| TASK STATEMENT |
Please pull out every line in the items below that contains the word "water", and copy each one. Case counts, so a line matches only if the capitals are the same.

| RECORDS SUPPLIED |
---*---
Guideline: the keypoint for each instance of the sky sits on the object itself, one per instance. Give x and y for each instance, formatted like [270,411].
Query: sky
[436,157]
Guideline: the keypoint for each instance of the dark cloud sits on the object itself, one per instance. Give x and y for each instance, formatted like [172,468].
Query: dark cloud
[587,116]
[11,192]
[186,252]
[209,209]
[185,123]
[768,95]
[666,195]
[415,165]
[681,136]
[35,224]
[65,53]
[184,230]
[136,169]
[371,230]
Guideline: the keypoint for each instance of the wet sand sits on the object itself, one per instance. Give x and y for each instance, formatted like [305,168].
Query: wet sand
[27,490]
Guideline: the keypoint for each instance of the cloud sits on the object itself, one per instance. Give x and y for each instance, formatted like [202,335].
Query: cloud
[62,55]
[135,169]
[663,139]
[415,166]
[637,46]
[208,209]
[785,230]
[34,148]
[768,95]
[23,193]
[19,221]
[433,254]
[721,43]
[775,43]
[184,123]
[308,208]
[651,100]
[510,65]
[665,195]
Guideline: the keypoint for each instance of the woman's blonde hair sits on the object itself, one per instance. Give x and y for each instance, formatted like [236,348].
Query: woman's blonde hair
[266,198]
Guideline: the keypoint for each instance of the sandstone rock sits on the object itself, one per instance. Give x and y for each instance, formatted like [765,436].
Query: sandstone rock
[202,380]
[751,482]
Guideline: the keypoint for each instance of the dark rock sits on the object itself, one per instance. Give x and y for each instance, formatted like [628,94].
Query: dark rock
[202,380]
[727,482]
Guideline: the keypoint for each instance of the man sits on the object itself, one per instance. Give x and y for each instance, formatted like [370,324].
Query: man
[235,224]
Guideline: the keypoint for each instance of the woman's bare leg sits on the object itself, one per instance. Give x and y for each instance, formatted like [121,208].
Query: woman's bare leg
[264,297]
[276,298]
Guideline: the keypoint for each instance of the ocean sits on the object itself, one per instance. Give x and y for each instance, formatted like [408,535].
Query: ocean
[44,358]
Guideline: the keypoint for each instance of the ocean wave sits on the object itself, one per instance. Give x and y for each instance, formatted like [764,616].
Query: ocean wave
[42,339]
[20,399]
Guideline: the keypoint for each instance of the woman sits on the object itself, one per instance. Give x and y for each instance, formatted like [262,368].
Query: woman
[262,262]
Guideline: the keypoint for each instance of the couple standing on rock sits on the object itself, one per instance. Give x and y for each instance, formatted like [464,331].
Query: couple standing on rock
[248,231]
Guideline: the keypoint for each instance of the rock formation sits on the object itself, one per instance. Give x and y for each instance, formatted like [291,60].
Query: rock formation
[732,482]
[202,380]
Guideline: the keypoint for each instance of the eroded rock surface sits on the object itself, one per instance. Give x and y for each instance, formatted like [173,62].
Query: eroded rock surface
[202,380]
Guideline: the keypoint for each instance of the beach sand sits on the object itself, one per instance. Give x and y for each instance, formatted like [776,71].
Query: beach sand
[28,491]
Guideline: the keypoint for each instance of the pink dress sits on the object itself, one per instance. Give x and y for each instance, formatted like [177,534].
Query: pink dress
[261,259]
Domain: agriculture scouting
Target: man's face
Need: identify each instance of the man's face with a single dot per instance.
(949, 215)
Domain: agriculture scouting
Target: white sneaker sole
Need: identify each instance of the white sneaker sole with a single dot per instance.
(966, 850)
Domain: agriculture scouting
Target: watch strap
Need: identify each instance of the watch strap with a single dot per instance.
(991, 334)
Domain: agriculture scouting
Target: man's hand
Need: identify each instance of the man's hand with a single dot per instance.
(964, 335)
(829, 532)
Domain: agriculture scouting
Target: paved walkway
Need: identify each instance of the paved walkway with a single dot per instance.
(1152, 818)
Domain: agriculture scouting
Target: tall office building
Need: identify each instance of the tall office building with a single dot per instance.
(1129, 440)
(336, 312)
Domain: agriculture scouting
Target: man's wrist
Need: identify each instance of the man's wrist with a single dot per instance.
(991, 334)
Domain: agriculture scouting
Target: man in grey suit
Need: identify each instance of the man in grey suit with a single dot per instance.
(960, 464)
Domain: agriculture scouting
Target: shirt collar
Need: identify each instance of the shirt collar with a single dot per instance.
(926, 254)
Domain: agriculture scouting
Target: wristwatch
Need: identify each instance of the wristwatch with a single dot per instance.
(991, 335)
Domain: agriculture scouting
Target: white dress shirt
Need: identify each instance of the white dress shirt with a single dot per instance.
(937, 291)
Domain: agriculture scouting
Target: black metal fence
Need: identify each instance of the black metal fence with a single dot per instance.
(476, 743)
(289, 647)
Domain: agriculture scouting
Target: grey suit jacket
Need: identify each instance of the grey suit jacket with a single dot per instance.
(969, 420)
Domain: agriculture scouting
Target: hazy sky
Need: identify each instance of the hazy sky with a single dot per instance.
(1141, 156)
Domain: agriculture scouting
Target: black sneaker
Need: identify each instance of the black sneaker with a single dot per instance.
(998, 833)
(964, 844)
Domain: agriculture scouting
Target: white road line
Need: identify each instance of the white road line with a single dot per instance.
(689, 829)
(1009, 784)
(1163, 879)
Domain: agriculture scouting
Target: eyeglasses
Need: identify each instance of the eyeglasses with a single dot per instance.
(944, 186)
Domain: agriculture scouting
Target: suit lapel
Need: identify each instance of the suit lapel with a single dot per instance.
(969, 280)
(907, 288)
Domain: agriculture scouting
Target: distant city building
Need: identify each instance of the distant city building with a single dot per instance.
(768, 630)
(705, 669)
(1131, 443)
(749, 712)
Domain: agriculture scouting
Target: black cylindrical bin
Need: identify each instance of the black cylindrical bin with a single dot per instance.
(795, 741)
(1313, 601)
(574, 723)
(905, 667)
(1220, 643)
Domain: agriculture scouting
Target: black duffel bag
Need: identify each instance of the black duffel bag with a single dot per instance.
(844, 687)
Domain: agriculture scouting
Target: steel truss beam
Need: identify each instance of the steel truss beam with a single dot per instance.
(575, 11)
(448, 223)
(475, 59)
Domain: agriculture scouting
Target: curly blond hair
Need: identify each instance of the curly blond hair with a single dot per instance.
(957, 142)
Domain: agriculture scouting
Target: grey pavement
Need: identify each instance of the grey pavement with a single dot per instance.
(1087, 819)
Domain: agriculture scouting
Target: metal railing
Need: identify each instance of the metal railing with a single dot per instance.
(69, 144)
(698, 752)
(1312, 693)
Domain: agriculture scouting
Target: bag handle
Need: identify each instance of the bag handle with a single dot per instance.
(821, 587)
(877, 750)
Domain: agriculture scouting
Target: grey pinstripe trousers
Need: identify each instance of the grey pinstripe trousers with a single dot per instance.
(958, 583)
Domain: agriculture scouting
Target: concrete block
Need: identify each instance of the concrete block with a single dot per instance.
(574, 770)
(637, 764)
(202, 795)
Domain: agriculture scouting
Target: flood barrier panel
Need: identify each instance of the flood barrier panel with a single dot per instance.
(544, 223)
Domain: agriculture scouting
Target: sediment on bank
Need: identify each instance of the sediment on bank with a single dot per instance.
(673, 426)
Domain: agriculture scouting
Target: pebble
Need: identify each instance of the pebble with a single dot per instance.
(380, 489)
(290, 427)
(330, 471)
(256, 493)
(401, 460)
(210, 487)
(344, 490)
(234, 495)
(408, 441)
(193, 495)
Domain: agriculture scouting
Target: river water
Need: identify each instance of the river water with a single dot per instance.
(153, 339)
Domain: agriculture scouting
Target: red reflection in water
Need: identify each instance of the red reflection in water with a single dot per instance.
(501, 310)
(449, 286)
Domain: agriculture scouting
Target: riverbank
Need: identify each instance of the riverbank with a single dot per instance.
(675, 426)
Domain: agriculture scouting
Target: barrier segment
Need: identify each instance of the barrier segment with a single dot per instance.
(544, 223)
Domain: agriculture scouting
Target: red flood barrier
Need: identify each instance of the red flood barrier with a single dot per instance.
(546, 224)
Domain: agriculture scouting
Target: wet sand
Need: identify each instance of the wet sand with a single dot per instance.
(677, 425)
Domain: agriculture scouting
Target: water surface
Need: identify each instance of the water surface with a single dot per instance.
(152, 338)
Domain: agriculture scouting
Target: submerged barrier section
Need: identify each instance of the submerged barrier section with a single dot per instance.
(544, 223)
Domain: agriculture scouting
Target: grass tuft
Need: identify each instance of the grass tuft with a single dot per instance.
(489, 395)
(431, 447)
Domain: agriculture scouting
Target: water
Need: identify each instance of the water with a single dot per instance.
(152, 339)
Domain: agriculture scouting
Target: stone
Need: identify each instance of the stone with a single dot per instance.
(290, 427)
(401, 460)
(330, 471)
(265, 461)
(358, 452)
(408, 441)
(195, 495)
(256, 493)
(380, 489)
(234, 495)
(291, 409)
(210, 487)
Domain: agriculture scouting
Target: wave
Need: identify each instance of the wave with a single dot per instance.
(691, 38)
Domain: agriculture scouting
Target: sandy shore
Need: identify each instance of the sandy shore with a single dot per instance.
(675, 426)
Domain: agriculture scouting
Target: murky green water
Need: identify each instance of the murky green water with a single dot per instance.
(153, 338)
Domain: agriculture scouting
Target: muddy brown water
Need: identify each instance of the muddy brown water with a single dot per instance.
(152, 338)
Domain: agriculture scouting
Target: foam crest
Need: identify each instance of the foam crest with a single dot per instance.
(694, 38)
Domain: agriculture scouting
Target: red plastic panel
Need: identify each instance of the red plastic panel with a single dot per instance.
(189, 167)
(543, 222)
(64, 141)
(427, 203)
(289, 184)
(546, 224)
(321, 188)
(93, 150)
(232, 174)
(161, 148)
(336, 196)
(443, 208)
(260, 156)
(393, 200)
---*---
| THE RESULT |
Target: river water
Need: identify each instance of the river water with a single dot per instance.
Target: red reflection in water
Need: identify each instance of the red reflection in water with a single dot per instance.
Target: water surface
Need: identify each instance of the water surface with a single dot per instance.
Target: water
Need: identify each instance of the water with a single dot per instance.
Target: murky green water
Need: identify each instance of the murky green water with a single dot per instance.
Target: muddy brown water
Need: identify each instance of the muddy brown water with a single dot per instance.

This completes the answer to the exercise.